_Source data_.

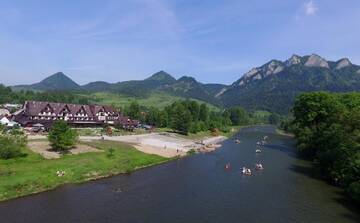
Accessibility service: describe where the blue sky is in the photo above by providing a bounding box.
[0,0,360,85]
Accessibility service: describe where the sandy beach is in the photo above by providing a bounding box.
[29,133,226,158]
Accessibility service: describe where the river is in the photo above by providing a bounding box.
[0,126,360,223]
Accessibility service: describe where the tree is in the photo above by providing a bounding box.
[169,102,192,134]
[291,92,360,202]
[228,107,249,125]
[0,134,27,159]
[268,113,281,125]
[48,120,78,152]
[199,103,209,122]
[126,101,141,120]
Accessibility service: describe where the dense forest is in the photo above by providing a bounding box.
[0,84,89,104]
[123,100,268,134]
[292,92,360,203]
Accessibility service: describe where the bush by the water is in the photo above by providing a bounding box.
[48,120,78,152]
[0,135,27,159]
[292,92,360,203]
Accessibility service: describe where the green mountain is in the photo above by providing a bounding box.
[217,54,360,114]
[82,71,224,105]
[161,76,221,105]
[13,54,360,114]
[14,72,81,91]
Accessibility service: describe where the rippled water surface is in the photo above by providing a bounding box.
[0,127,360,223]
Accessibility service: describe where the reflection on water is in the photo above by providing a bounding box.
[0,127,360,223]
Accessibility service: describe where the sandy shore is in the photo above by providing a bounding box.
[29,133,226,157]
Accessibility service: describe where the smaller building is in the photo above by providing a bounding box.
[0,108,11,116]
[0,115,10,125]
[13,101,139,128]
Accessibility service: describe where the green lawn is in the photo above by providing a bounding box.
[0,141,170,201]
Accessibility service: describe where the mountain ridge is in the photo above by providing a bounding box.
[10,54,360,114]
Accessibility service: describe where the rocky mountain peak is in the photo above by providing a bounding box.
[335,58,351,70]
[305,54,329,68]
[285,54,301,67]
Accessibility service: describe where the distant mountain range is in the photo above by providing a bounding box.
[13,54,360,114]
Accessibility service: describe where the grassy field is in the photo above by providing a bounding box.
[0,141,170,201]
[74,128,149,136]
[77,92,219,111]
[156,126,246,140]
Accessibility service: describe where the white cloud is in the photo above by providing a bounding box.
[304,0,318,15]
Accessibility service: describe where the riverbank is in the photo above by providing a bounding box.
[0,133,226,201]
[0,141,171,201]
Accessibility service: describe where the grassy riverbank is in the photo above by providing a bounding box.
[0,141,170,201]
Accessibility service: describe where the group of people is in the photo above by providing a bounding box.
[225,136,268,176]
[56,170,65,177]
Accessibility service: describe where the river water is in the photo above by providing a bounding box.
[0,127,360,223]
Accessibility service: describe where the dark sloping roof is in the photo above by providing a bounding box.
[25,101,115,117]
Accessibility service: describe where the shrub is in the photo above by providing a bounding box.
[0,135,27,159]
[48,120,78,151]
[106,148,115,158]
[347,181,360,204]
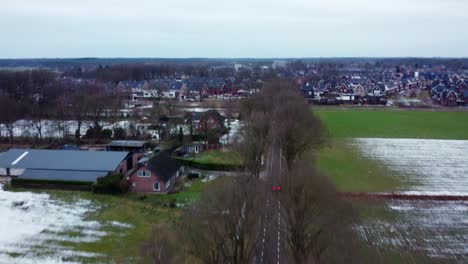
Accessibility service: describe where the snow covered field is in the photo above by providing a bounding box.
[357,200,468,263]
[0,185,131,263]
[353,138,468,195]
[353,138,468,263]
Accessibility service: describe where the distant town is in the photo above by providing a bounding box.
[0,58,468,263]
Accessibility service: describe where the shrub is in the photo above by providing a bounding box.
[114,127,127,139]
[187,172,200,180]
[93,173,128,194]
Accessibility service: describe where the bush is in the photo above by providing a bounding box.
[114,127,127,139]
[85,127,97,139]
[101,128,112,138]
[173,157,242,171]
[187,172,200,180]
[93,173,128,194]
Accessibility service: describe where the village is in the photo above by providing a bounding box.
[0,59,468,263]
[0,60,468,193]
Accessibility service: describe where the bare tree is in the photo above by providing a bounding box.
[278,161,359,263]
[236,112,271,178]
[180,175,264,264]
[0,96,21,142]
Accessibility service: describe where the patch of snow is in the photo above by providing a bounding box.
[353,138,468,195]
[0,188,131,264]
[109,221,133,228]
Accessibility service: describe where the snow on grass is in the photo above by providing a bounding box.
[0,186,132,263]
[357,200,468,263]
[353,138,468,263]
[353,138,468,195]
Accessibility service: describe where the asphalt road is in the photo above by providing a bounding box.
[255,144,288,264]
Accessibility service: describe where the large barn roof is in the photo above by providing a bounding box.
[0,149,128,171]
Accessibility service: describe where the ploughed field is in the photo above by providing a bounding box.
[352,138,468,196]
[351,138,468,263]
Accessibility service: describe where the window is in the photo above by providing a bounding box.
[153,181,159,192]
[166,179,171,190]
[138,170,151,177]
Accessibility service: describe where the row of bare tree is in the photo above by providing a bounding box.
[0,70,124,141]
* * *
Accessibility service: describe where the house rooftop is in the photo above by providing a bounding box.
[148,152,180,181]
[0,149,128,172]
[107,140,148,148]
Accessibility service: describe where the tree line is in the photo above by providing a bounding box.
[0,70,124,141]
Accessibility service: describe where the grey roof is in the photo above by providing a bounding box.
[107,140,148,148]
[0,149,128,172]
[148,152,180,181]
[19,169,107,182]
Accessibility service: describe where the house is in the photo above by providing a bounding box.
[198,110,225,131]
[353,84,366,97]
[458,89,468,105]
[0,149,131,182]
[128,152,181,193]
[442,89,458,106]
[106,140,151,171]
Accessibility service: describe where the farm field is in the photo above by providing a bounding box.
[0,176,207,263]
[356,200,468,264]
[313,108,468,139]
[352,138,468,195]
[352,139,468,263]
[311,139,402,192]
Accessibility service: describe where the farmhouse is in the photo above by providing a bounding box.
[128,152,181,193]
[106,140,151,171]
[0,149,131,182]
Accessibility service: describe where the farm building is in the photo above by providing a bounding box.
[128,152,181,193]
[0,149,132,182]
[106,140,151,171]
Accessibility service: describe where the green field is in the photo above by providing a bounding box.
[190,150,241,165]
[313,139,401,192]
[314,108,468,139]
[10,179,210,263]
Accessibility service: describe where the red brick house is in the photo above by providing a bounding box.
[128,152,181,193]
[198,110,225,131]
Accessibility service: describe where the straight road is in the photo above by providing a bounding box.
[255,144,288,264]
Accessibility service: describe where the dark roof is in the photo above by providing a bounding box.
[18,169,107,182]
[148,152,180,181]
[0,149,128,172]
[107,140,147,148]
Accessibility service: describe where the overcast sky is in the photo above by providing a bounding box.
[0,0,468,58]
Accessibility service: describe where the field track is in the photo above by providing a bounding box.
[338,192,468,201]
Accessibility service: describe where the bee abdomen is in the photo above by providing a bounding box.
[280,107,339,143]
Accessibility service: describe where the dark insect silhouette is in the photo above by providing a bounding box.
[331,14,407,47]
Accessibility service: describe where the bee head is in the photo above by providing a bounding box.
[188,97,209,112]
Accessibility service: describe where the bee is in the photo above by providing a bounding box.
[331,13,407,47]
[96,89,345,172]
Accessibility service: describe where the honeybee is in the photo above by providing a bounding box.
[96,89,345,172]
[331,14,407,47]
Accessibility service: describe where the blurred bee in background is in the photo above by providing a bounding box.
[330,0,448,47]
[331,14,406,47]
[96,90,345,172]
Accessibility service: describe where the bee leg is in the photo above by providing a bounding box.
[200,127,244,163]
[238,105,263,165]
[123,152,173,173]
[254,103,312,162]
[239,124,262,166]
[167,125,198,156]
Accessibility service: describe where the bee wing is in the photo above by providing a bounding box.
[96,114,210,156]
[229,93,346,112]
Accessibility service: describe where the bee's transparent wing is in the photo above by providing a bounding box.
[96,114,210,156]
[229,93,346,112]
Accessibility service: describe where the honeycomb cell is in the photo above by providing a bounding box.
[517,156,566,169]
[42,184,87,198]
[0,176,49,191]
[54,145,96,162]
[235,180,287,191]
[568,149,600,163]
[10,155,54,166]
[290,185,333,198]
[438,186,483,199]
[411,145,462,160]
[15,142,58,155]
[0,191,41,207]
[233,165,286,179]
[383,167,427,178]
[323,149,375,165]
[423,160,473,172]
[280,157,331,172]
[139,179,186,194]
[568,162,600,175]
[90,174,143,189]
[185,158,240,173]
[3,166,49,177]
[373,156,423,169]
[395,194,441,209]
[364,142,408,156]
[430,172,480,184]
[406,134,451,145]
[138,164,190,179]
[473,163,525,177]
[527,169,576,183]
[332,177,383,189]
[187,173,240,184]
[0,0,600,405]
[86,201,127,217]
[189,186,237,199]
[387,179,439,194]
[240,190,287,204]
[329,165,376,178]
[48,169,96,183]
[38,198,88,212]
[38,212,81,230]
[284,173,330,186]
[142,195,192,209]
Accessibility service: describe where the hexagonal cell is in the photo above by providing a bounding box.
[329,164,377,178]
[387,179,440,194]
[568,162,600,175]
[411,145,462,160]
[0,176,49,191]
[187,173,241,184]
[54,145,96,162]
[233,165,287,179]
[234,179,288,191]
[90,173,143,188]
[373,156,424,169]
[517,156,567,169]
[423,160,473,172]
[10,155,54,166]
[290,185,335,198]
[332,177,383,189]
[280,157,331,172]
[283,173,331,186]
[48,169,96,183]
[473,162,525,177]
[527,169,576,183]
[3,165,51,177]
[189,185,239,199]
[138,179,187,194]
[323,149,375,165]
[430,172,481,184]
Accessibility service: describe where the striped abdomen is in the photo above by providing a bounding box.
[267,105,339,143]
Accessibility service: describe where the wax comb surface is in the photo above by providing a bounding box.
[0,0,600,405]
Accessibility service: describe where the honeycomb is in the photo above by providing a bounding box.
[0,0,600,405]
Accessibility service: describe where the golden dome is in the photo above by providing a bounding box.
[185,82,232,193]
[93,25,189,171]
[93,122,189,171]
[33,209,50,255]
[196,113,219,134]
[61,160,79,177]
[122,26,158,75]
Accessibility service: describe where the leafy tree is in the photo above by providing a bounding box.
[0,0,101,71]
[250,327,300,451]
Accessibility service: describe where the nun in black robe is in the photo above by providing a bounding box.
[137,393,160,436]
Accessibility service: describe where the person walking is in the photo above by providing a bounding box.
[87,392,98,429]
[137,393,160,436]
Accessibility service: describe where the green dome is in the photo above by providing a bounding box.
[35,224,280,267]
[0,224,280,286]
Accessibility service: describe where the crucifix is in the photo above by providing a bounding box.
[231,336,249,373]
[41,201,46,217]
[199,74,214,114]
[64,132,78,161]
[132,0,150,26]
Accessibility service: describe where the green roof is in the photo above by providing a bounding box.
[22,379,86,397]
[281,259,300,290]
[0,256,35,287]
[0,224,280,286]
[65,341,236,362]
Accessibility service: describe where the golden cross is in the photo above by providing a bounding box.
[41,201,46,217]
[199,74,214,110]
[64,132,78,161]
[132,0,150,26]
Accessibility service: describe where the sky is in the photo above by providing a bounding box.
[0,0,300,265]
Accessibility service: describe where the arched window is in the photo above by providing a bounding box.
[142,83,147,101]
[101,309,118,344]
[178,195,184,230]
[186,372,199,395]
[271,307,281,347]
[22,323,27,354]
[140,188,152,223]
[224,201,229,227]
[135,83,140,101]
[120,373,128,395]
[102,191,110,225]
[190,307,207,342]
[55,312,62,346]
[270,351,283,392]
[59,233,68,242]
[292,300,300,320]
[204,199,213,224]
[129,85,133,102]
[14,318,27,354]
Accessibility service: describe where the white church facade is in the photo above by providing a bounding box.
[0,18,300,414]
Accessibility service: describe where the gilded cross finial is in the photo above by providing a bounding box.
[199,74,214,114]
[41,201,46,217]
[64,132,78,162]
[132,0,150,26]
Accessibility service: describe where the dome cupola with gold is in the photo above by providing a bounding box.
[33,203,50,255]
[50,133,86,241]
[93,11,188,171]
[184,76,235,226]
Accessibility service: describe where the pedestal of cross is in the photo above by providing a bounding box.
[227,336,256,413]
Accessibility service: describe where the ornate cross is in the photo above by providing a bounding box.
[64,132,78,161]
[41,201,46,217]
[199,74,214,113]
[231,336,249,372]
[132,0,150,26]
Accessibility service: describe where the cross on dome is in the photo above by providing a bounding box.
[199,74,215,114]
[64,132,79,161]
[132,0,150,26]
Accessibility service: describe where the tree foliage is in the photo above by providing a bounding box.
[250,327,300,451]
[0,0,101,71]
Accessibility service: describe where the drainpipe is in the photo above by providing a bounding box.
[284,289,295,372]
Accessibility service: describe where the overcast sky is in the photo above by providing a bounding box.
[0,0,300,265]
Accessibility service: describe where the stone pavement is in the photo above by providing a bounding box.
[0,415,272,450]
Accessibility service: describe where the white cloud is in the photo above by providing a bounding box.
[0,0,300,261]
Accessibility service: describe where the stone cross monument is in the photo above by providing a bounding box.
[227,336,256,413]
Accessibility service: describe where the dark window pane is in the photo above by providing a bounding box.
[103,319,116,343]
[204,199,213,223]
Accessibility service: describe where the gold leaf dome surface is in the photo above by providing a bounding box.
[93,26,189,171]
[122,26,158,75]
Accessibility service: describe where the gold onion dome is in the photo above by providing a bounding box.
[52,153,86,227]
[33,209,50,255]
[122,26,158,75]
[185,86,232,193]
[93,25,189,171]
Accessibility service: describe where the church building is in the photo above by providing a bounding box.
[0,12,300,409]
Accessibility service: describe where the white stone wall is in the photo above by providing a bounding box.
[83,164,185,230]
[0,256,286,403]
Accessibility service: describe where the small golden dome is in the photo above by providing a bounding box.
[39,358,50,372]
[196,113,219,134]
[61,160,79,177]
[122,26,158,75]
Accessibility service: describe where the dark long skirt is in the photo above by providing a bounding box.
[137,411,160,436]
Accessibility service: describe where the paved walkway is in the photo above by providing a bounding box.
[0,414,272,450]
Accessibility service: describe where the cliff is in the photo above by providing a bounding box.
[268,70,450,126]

_Objective_.
Turn everything in the material from the line containing "Accessibility service: describe where the blue" down to the line containing "[29,133,226,157]", both included, into a numbered list with blank lines left out.

_Response_.
1. Accessibility service: describe where the blue sky is in the photo above by providing a bounding box.
2. [0,0,360,85]
3. Accessibility service: describe where the sandy beach is in the photo above by providing a bounding box.
4. [29,133,226,158]
5. Accessibility service: describe where the river is in the photo above by providing a bounding box.
6. [0,126,360,223]
7. Accessibility service: describe where the tree is in the photo above by providing a bounding box.
8. [169,102,192,134]
9. [291,92,360,202]
10. [228,107,249,125]
11. [0,134,27,159]
12. [268,113,281,125]
13. [48,120,78,152]
14. [199,103,209,122]
15. [126,101,141,120]
16. Accessibility service: describe where the dense forest is in the photo above by providing a bounding box.
17. [0,84,89,104]
18. [123,100,268,134]
19. [292,92,360,203]
20. Accessibility service: describe where the bush by the water is in the photo above by providing a bounding box.
21. [48,120,78,152]
22. [0,135,27,159]
23. [292,92,360,203]
24. Accessibility service: describe where the green mountain is in the photo above by providing a bounding box.
25. [217,54,360,114]
26. [82,71,224,105]
27. [161,76,221,105]
28. [13,54,360,114]
29. [14,72,81,91]
30. Accessibility service: describe where the rippled water surface is in the photo above by providing a bounding box.
31. [0,127,360,223]
32. Accessibility service: describe where the reflection on water is in the photo above by providing a bounding box.
33. [0,127,360,223]
34. Accessibility service: describe where the sandy shore is in the photo above by providing a bounding box.
35. [29,133,226,157]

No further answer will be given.